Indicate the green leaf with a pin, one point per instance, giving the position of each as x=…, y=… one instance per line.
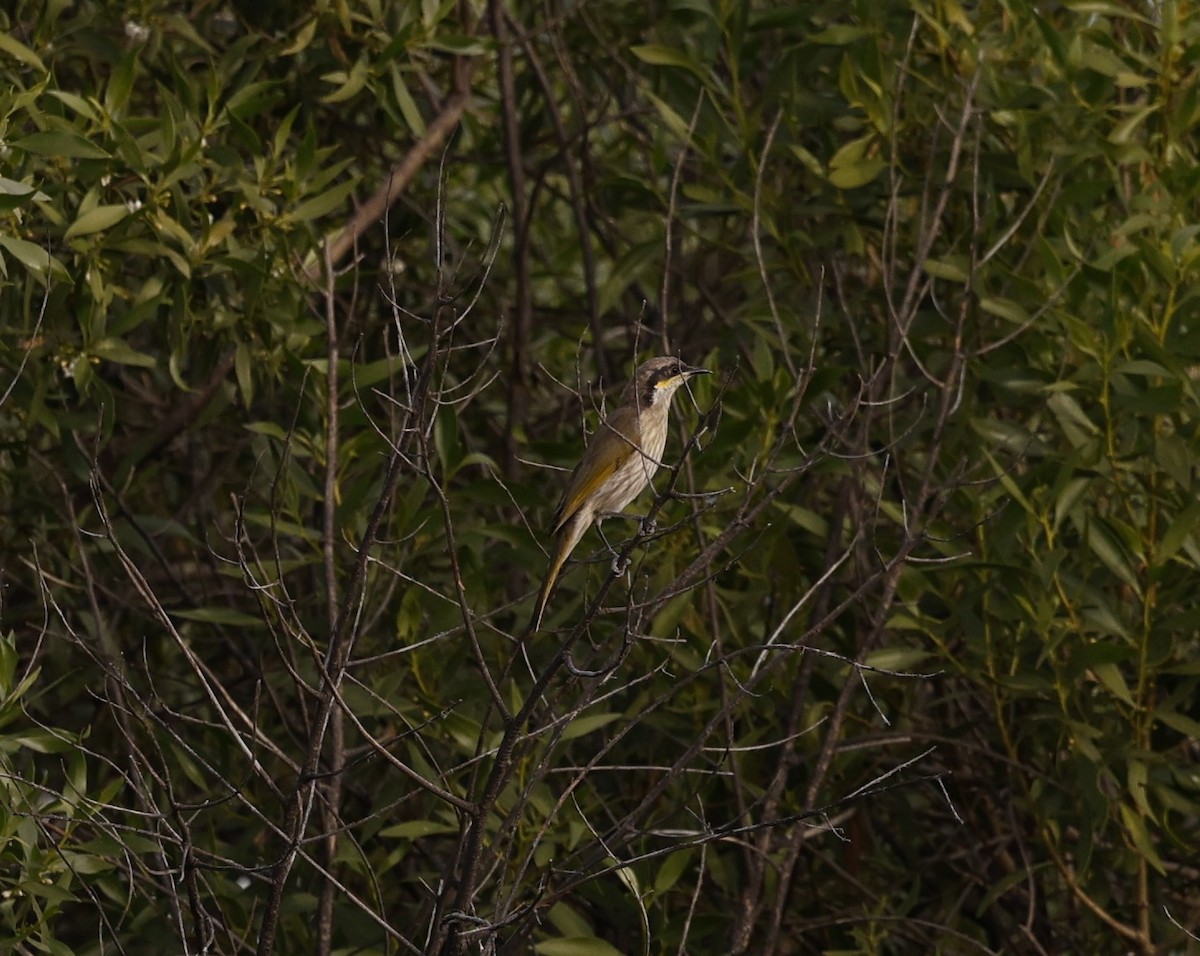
x=657, y=55
x=319, y=205
x=1110, y=675
x=952, y=269
x=18, y=50
x=223, y=615
x=15, y=194
x=1005, y=308
x=61, y=144
x=34, y=258
x=417, y=829
x=586, y=725
x=120, y=352
x=97, y=220
x=349, y=84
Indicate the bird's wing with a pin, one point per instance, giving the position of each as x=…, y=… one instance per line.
x=607, y=451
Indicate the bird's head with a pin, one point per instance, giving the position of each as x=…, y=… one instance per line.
x=659, y=379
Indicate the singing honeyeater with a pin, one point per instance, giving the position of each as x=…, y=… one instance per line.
x=618, y=462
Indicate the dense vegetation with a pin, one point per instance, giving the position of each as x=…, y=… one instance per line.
x=301, y=304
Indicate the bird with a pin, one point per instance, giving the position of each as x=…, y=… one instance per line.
x=617, y=463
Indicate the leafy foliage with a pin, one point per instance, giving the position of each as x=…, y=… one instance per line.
x=291, y=302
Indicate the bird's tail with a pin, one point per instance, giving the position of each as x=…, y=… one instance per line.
x=568, y=539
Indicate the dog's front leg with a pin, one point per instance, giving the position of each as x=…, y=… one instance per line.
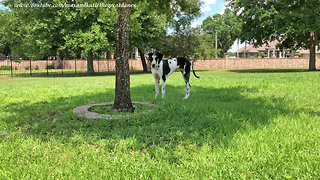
x=156, y=87
x=163, y=83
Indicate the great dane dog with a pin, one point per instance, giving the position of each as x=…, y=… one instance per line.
x=162, y=69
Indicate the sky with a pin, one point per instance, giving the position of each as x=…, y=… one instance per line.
x=208, y=8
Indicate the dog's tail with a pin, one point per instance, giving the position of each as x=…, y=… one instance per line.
x=194, y=73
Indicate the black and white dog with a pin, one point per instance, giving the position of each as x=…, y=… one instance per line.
x=161, y=69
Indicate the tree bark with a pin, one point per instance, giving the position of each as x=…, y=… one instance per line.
x=312, y=58
x=122, y=102
x=90, y=69
x=143, y=60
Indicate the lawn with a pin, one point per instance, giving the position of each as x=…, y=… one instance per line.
x=235, y=125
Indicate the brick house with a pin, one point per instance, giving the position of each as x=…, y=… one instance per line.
x=270, y=51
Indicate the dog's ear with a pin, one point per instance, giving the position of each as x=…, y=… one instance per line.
x=150, y=56
x=160, y=56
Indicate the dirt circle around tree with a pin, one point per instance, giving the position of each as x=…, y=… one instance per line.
x=84, y=112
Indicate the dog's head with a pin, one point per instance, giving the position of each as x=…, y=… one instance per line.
x=155, y=59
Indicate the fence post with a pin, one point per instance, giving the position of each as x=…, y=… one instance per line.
x=11, y=66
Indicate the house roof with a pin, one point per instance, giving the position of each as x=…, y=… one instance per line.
x=271, y=45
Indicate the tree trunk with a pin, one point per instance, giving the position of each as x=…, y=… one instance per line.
x=312, y=59
x=122, y=102
x=90, y=69
x=143, y=60
x=58, y=60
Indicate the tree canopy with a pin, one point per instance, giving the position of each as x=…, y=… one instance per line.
x=294, y=23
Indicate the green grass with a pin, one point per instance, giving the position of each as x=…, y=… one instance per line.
x=263, y=125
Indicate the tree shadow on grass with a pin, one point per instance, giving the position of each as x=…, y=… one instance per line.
x=268, y=70
x=210, y=116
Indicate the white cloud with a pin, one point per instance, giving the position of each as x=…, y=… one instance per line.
x=206, y=8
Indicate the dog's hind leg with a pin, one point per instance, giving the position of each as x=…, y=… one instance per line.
x=156, y=86
x=186, y=78
x=163, y=83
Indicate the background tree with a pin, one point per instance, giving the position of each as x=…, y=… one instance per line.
x=228, y=27
x=292, y=22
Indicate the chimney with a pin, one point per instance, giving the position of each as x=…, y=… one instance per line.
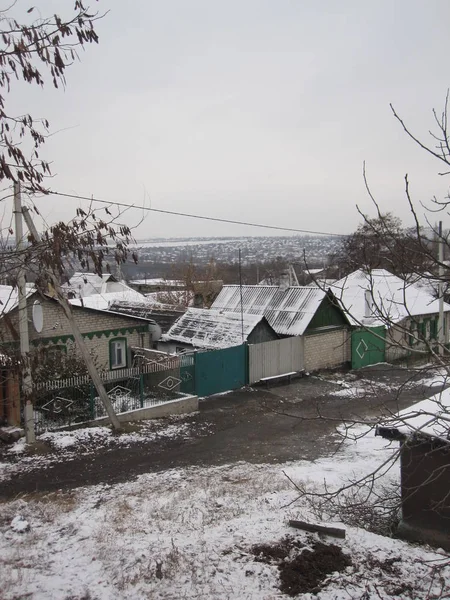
x=285, y=281
x=368, y=304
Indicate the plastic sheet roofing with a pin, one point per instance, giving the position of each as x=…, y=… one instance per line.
x=204, y=328
x=391, y=298
x=288, y=311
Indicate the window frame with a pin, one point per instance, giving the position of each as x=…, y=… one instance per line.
x=113, y=355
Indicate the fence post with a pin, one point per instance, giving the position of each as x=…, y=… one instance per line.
x=141, y=389
x=91, y=400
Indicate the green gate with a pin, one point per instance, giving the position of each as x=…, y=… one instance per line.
x=221, y=370
x=187, y=373
x=368, y=347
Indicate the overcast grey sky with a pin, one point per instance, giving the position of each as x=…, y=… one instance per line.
x=260, y=110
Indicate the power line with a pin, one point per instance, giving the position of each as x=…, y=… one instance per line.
x=191, y=216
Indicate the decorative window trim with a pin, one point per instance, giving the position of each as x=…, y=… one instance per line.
x=124, y=363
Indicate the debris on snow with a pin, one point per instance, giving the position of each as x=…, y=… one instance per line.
x=19, y=524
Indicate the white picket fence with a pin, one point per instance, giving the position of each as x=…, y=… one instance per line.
x=106, y=376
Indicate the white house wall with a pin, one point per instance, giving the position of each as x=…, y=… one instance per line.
x=275, y=358
x=327, y=350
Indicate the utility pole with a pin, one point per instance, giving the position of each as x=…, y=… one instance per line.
x=27, y=384
x=240, y=292
x=67, y=308
x=441, y=329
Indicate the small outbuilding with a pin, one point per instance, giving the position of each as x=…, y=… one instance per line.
x=423, y=432
x=205, y=329
x=391, y=318
x=306, y=312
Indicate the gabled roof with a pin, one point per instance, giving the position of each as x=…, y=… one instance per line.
x=392, y=299
x=209, y=329
x=288, y=311
x=9, y=297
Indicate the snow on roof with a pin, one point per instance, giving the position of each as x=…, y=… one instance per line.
x=9, y=297
x=210, y=329
x=104, y=301
x=391, y=298
x=287, y=311
x=88, y=284
x=159, y=281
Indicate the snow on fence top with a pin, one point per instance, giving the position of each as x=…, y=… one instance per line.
x=151, y=367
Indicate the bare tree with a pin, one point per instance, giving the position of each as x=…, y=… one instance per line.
x=35, y=50
x=381, y=242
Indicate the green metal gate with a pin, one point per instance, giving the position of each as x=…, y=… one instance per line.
x=187, y=373
x=221, y=370
x=368, y=347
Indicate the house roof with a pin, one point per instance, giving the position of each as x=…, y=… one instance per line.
x=392, y=299
x=105, y=300
x=205, y=328
x=288, y=311
x=164, y=314
x=88, y=284
x=9, y=297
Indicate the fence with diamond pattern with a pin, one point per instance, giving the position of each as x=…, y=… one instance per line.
x=63, y=402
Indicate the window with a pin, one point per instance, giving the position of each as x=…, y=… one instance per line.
x=413, y=340
x=118, y=353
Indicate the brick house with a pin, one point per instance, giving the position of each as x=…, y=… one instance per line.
x=391, y=318
x=110, y=337
x=296, y=311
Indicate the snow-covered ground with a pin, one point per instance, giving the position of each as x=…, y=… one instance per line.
x=189, y=533
x=65, y=445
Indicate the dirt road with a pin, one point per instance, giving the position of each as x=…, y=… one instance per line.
x=254, y=425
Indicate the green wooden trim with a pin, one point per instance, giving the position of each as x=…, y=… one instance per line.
x=118, y=339
x=327, y=314
x=322, y=330
x=98, y=334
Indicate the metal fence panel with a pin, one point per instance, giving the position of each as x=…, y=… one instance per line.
x=275, y=358
x=368, y=347
x=221, y=370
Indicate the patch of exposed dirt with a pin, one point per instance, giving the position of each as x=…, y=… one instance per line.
x=302, y=570
x=270, y=553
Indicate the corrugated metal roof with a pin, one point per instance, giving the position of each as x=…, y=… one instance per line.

To do: Give back every record above word for word, dropping pictures.

Written solution:
Indicate the green leaf with a pin, one point per instance, giving the position of each as x=…, y=… one instance per line.
x=657, y=55
x=319, y=205
x=1110, y=675
x=952, y=269
x=18, y=50
x=223, y=615
x=15, y=194
x=1005, y=308
x=61, y=144
x=34, y=258
x=417, y=829
x=586, y=725
x=120, y=352
x=97, y=220
x=349, y=84
Indicate the bird's wing with a pin, one point per instance, giving the position of each as x=…, y=… one instance per line.
x=607, y=451
Indicate the bird's head with a pin, one point per instance, giving the position of each as x=…, y=… one instance per line.
x=659, y=379
Indicate the singing honeyeater with a pin, one point per instance, giving the position of each as x=…, y=… one instance per line.
x=618, y=462
Indicate the dense vegetation with a pin, one point per instance, giving the position of each as x=…, y=… one instance per line.
x=301, y=304
Indicate the bird with a pin, one point per instance, giving the position of each as x=…, y=… one instance per line.
x=617, y=463
Indicate the leafy foliage with a pin, one point per instance, giving the position of each as x=…, y=… one instance per line.
x=291, y=302
Indicate the bird's tail with a pin, one point per instance, giving the position of each as x=…, y=… one instance per line.
x=568, y=539
Indicate the dog's front leg with a pin, one point per instance, giving the position of each as x=…, y=… one instance per line.
x=156, y=87
x=163, y=83
Indicate the great dane dog with a pin, one point per instance, giving the position of each as x=…, y=… one instance per line.
x=162, y=69
Indicate the sky with a pin, one point per instance, giving the position of each as x=…, y=… one instance per line.
x=208, y=8
Indicate the dog's tail with a pin, one point per instance, giving the position of each as x=…, y=… one instance per line.
x=194, y=73
Indicate the black and white dog with a pin, one point per instance, giving the position of each as x=…, y=… one instance per line.
x=161, y=69
Indicate the tree bark with a pin, one point per instance, giving the position of each as x=…, y=… one instance per line.
x=312, y=58
x=122, y=102
x=90, y=69
x=143, y=60
Indicate the lawn with a pin, one point per instance, giving the position of each as x=…, y=… one instance per line.
x=235, y=125
Indicate the brick house with a pin, one point per instance, giving the position of each as x=…, y=… one instance per line.
x=270, y=51
Indicate the dog's ear with a pin, one point per instance, giving the position of each as x=…, y=… one instance per line.
x=150, y=56
x=160, y=56
Indicate the dirt circle around tree with a pin, one point per instance, giving the position of each as x=…, y=… one instance per line.
x=84, y=112
Indicate the dog's head with a pin, one point per instance, giving the position of each as x=…, y=… one instance per line.
x=155, y=59
Indicate the fence post with a pin, one point per instance, giving the position of each as x=…, y=… one instance per line.
x=11, y=66
Indicate the house roof with a pin, one point per instance, giving the position of each as x=…, y=… one instance per line.
x=271, y=45
Indicate the tree trunk with a pin, one point per instance, giving the position of each as x=…, y=… one instance per line.
x=312, y=59
x=122, y=102
x=90, y=69
x=143, y=60
x=58, y=60
Indicate the tree canopy with a pin, one point per instance, giving the position of each as x=…, y=… one instance per line.
x=294, y=23
Indicate the green grass with a pin, one point per instance, giving the position of each as x=…, y=… one instance per line.
x=263, y=125
Indicate the tree shadow on grass with a pin, one point per instance, giving the position of each as x=…, y=… one instance per line.
x=268, y=70
x=210, y=116
Indicate the white cloud with a pin, one point per instance, giving the position of each as x=…, y=… one instance per line.
x=206, y=8
Indicate the dog's hind leg with a pin, one point per instance, giving the position of each as x=…, y=… one instance per line.
x=156, y=86
x=186, y=78
x=163, y=83
Indicate the background tree with a pin, one point per instance, giving the position of each as x=…, y=… one instance per line.
x=228, y=27
x=292, y=22
Indicate the chimney with a pin, one point per instance, giving the position of each as x=…, y=… one instance per line.
x=285, y=281
x=368, y=304
Indicate the plastic sheet roofing with a pin, one point per instance, giving the position of each as x=…, y=… one instance per line.
x=204, y=328
x=391, y=298
x=288, y=311
Indicate the window frame with a pin, one point per instance, giving the position of each as x=…, y=… one instance per line.
x=113, y=355
Indicate the fence post with a pin, one point per instance, giving the position of each as x=…, y=… one instance per line.
x=141, y=389
x=91, y=400
Indicate the green gate with a pin, one point per instance, giving the position of each as x=…, y=… one instance per line.
x=221, y=370
x=187, y=373
x=368, y=347
Indicate the overcast grey sky with a pin, one point per instance, giving the position of each as x=…, y=… one instance per line.
x=260, y=110
Indicate the power line with a pin, one point per instance, giving the position of each as x=…, y=… one instance per line.
x=191, y=216
Indicate the decorative window trim with a pin, one point per instance, giving the position of each as x=…, y=… one instance per line.
x=124, y=363
Indicate the debris on snow with a pin, one point per instance, giving the position of each as x=…, y=… one instance per line.
x=19, y=524
Indicate the white picket fence with a pin, one point per instance, giving the position of each as x=…, y=… one instance per line.
x=106, y=376
Indicate the white house wall with a pin, one point per instance, giving the position of each as x=…, y=… one instance per line.
x=275, y=358
x=327, y=350
Indicate the utility pole with a pin, one point per instance, giving the position of each as x=…, y=… one instance per line.
x=27, y=384
x=240, y=292
x=67, y=308
x=441, y=329
Indicate the small outbuilding with a pin, one point per instance, giving the position of each as x=…, y=… one instance per line.
x=423, y=432
x=205, y=329
x=391, y=318
x=306, y=312
Indicate the gabled roof with a pin, one point per instance, giving the position of each as x=…, y=… one instance per line.
x=392, y=299
x=209, y=329
x=288, y=311
x=9, y=297
Indicate the snow on roof with a pin, one point per instance, giving the position of each as x=…, y=… one instance per line.
x=9, y=297
x=210, y=329
x=104, y=301
x=391, y=298
x=287, y=311
x=88, y=284
x=159, y=281
Indicate the snow on fence top with a pin, one point per instance, giving the position of each as x=…, y=… one instance per line.
x=151, y=367
Indicate the bare tree with a pin, one point per instance, giving the position of each as x=…, y=… one instance per line.
x=35, y=50
x=381, y=242
Indicate the green metal gate with a pin, one point per instance, giving the position of each as x=…, y=… one instance per line.
x=187, y=373
x=221, y=370
x=368, y=347
Indicate the house roof with a pin, one point per instance, giving the position of each as x=…, y=… one instance per line.
x=392, y=299
x=105, y=300
x=205, y=328
x=288, y=311
x=164, y=314
x=88, y=284
x=9, y=297
Indicate the fence with diamond pattern with a pin, one point per instance, giving the position of each as x=…, y=… one instance per line.
x=63, y=402
Indicate the window with a pin, one point per instance, giving the position of each as x=…, y=… one instance per line.
x=413, y=340
x=118, y=353
Indicate the brick house with a pin, one point per instance, giving the position of each as x=…, y=… one instance per line.
x=391, y=318
x=110, y=337
x=296, y=311
Indicate the snow-covered ground with a pin, one point per instance, giving the position of each as x=…, y=… one instance per line.
x=189, y=533
x=65, y=445
Indicate the dirt road with a pin, one point per instance, giving the position of each as x=…, y=… one instance per line.
x=254, y=425
Indicate the green wooden trim with a pin, one point per instance, giving the position of each as x=…, y=… one instance per line.
x=118, y=339
x=327, y=314
x=322, y=330
x=98, y=334
Indicate the metal fence panel with a pin, one point per instance, giving the position of each as x=…, y=… one instance per line.
x=275, y=358
x=368, y=347
x=221, y=370
Indicate the patch of exposed dirt with a pin, one point per instance, giving the position of each as x=…, y=… one instance per line.
x=302, y=570
x=270, y=553
Indicate the corrugated metal roof with a pin, one point per instance, giving the position of each as x=…, y=… one instance per line.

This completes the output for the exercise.